In your copy, include every entry exactly as written but no pictures.

= EXERCISE DATA =
▼

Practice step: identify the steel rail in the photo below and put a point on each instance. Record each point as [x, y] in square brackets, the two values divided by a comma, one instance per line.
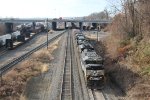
[9, 65]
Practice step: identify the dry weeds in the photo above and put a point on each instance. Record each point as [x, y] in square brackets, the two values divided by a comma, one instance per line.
[14, 82]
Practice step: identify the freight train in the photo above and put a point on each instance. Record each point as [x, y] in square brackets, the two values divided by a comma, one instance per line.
[91, 63]
[24, 33]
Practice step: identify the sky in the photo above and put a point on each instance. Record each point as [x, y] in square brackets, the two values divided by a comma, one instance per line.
[50, 8]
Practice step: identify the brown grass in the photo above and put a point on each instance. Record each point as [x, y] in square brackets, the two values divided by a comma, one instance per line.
[14, 82]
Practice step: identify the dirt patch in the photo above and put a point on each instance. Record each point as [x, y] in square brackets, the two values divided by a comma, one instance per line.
[14, 82]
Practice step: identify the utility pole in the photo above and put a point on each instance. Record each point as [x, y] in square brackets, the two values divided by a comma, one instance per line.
[1, 78]
[47, 31]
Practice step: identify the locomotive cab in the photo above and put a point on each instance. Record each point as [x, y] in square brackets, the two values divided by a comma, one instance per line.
[95, 75]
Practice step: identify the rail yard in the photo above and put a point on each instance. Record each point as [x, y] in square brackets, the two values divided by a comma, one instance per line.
[76, 72]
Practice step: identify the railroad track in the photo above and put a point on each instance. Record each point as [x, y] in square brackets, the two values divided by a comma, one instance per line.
[8, 66]
[3, 51]
[66, 82]
[97, 95]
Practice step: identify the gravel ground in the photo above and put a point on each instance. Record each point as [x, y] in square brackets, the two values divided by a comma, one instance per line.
[46, 86]
[110, 91]
[36, 41]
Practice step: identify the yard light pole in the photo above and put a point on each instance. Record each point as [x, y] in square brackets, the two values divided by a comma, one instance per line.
[1, 77]
[47, 31]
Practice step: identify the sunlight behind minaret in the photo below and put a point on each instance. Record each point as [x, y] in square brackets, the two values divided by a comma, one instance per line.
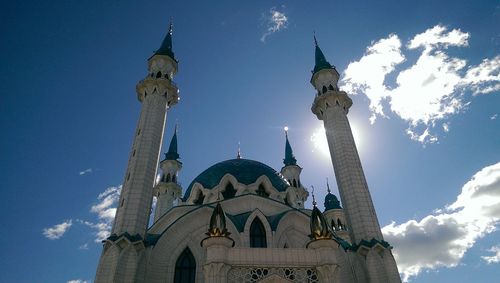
[320, 144]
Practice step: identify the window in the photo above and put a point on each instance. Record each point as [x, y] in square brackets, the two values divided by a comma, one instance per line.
[229, 192]
[199, 200]
[262, 192]
[185, 268]
[257, 234]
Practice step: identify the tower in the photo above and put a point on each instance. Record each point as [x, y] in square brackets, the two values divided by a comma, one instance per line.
[296, 195]
[124, 251]
[331, 105]
[168, 189]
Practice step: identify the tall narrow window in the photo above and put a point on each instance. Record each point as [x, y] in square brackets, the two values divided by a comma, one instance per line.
[185, 268]
[229, 192]
[257, 234]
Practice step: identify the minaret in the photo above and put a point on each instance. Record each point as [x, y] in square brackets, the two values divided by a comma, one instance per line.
[335, 215]
[291, 171]
[168, 189]
[157, 93]
[332, 105]
[296, 194]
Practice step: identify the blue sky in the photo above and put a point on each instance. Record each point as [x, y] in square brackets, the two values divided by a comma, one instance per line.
[424, 78]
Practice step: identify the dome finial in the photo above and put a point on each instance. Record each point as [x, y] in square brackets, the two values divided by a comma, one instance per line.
[289, 158]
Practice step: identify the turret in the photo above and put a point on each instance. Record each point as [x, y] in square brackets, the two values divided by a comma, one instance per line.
[334, 214]
[296, 194]
[331, 105]
[168, 190]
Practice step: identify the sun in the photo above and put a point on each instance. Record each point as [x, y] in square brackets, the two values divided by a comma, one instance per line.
[320, 144]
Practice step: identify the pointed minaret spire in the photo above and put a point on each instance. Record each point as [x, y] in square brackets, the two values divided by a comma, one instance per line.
[238, 155]
[289, 158]
[314, 198]
[172, 149]
[166, 45]
[320, 60]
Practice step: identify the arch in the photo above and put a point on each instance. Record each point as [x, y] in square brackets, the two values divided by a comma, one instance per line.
[245, 237]
[292, 229]
[229, 191]
[185, 267]
[257, 234]
[261, 191]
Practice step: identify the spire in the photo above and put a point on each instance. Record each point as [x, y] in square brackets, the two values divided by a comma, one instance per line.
[289, 158]
[166, 45]
[319, 226]
[238, 155]
[172, 149]
[319, 58]
[331, 201]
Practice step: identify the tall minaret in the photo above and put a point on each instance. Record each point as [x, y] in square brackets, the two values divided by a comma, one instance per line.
[168, 189]
[332, 105]
[296, 194]
[157, 93]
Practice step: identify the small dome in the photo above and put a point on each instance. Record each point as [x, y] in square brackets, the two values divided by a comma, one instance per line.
[332, 202]
[244, 170]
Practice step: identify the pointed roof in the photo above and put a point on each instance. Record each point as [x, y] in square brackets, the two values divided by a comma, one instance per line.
[319, 59]
[166, 45]
[289, 158]
[172, 149]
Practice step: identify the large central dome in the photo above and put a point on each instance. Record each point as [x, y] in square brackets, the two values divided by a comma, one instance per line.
[244, 170]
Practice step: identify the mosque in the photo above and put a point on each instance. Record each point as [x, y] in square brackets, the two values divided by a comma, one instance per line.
[240, 220]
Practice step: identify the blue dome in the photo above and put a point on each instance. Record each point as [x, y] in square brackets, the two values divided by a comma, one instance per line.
[244, 170]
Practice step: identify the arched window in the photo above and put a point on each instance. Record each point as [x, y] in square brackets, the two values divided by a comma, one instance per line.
[339, 224]
[257, 234]
[262, 192]
[229, 192]
[185, 268]
[199, 200]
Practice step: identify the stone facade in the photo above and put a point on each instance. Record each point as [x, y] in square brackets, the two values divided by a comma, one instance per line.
[240, 220]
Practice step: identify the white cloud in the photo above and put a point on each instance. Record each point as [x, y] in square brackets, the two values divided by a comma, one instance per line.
[495, 258]
[368, 74]
[105, 210]
[430, 90]
[441, 239]
[275, 21]
[86, 171]
[57, 231]
[84, 246]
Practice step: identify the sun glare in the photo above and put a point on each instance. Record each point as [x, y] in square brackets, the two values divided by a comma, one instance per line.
[320, 144]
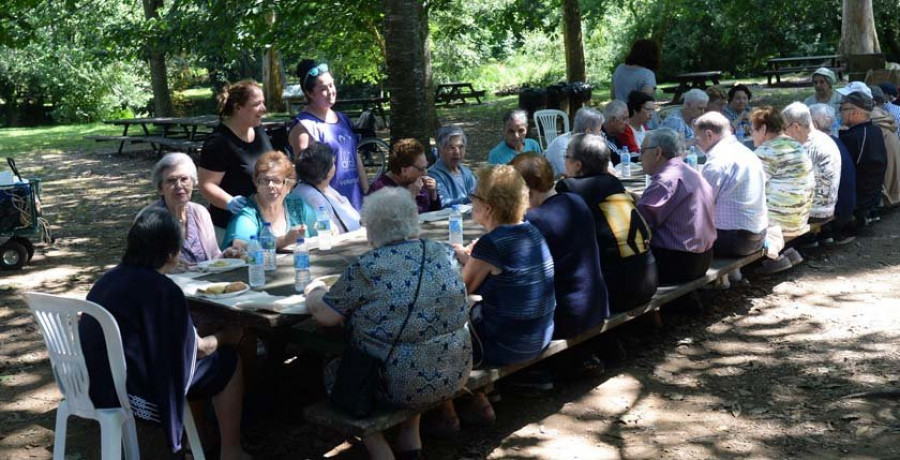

▲

= SOLUTION TO THE EXERCISE =
Practice step: identify the steel rail in the photo below and put a point on each instance. Record each point as [x, y] in square brackets, the two values divided by a comma, one instance per line.
[9, 65]
Practice step: identify the dry weeds in the photo above and put a point on each instance. Record each point as [x, y] in square brackets, the two values divided by a comma, one instance per line.
[14, 82]
Practice step: identify the freight train in the photo above and put a point on each instance. Record each point as [x, y] in square brackets, the two values divided by a comma, one instance per line.
[91, 63]
[24, 33]
Practice step: identify the sky in the photo above and put a point on each instance. Record each point as [x, y] in square brackets, the two values divided by a comma, one instance per line.
[50, 8]
Practice step: identify the brown grass in the photo above and put a point on each instance. Record each point as [x, y] in square brackets, the two values divided by a comma, one instance per line.
[14, 82]
Practice step: identify the dirt patch in the photo above and put a point on each instance. Record each point as [x, y] in square brackets, the two values divided by a comma, one instance per line.
[14, 82]
Practice step: identify the utility pole in the photo above and put a point on each instance. Record each point as [x, y] in square brackets, the two values divided by a comma, one instance per line.
[1, 78]
[47, 31]
Practice step: identify the locomotive cab in the photo above and put a point on each instance. Record each point as [x, y] in square brackets, the two values divided by a comma, one instance per line.
[95, 75]
Practice step: identify the rail yard in the photo above and put a point on each instance. Record each point as [x, y] in square brackets, the two values divided by a comma, one instance per line.
[76, 72]
Practice step: identify the railroad track in the photo above and put a point on each instance. Record each point as [x, y] in square brackets, the two values divided by a comma, one instance per line.
[8, 66]
[3, 51]
[66, 82]
[97, 95]
Practice step: identify the gravel ground in the photo above and put a point on each instance. Record each point as [x, y] in square brackets, the two values divided by a comma, one instance per line.
[46, 86]
[110, 91]
[36, 41]
Practice step: identify the yard light pole in the photo above and put a point on each instance. Record each point as [x, y] in square brackets, the two values divided by a comma, one instance per line.
[1, 77]
[47, 31]
Practice step: identify the sunlight behind minaret in the photo below and put a point on each instance. Record each point as [x, y] in square brackets, the two values divided by a comma, one instance per line.
[320, 144]
Practice step: identify the window in the photo above and put a point on each instance. Record each point as [x, y] in square brackets, the two values divided by a comma, one instance per line.
[229, 192]
[199, 200]
[262, 192]
[185, 268]
[257, 234]
Practice step: identify the tower in the photo above and put a point on each instance. Record each point as [x, y] in square brackets, the two values divided by a comma, one instance per line.
[296, 195]
[124, 251]
[331, 105]
[168, 189]
Practice step: identify the tall narrow window in the photo above and put a point on each instance. Record each point as [x, y] in square brackets, the two values divided by a comma, one instance per line.
[185, 268]
[229, 192]
[257, 234]
Practice step: identify the minaret in the photo above and put a point on each instance. Record each point as [x, y] in square brackets, the two values divided by a comma, one instance per line.
[335, 215]
[291, 171]
[168, 189]
[157, 93]
[332, 105]
[296, 194]
Practice step: identify the blue sky in the photo above and put a point on each instance. Record each point as [x, y] in square brackets, the two values divided by a comma, one instance per line.
[424, 78]
Practice step: identify the dome finial in the photo above and put a point on each instance. Record each point as [x, y] in square brackets, the two values divided by a comma, one instance per line.
[289, 158]
Practice step: identify the turret in the photo above and put a point on each instance. Record each point as [x, y] in square brackets, the two values divided by a comma, one instance per line.
[334, 214]
[296, 194]
[331, 105]
[168, 190]
Practice step: identify the sun in the photo above and put a point on each instance. Record each point as [x, y] in square brackets, the two values divided by a comma, one instance per line.
[320, 144]
Practice step: identify the pointed minaret spire in the photo above and put a point on each instance. Record each point as [x, y] in square brackets, the two values divided by a comma, one instance per line.
[238, 155]
[289, 158]
[314, 198]
[172, 149]
[166, 45]
[320, 60]
Practice step: identify the arch in the photo above and put a point on each instance. Record each point as [x, y] in square brackets, the two values divided by a comma, one instance per line.
[245, 237]
[292, 229]
[229, 191]
[185, 267]
[257, 234]
[261, 191]
Practice step: identify the spire in the photo above and put a point on each instance. Record each point as [x, y] in square brackets, the two values divided by a comma, one instance per line.
[289, 158]
[166, 45]
[319, 226]
[238, 155]
[172, 149]
[319, 58]
[331, 201]
Practice step: identify the tall minaret in the photo above and put a point on each instance. Record each point as [x, y] in square brackets, the two values divided by a comma, one instance per line.
[168, 189]
[332, 105]
[296, 194]
[157, 93]
Practice step: identify the small dome in the photo above and put a point on each instance. Record each point as [x, y] in square brackets, the two values divided by a comma, one instance per line.
[332, 202]
[244, 170]
Practice step: identify the pointed roof in the photo above and put a point on each instance. Record each point as [x, y] in square brackets, the two values divided by a comma, one instance per line.
[319, 59]
[166, 45]
[289, 158]
[172, 149]
Practice step: identify the large central dome in the photo above and put a point on each instance. Record each point as [x, y] in square brackets, the two values divided by a comma, one instance per line.
[244, 170]
Practice step: identify the mosque in the photo above and put a point on each instance. Record each point as [x, y] in square brackets, the two values divided by a comma, one instance per line.
[240, 220]
Practice step: identify the blue dome in the photo above and put a point on each instance. Record each point as [x, y] in square brackets, the two values divided by a comma, one instance per line.
[244, 170]
Practice step: identify the arched window in the photo above and put a point on each instance. Record each point as [x, y] in square brackets, the two values divided by a comma, one instance per line.
[339, 224]
[257, 234]
[262, 192]
[229, 192]
[185, 268]
[199, 200]
Practice step: identify the stone facade in the photo above and put a point on each instance. Record each point as [x, y] in square brackets, the two values divided by a comma, one instance per line.
[240, 220]
Practice step: identify the white cloud in the photo above and put a point on each instance. Record each point as [x, y] in square brackets, the two values divided by a comma, one instance per line.
[495, 258]
[368, 74]
[105, 210]
[430, 90]
[441, 239]
[275, 21]
[86, 171]
[57, 231]
[84, 246]
Practice step: identify the sun glare in the photo above and put a point on each instance. Record each point as [x, y] in square brackets, the two values divided by a comma, one instance per line.
[320, 144]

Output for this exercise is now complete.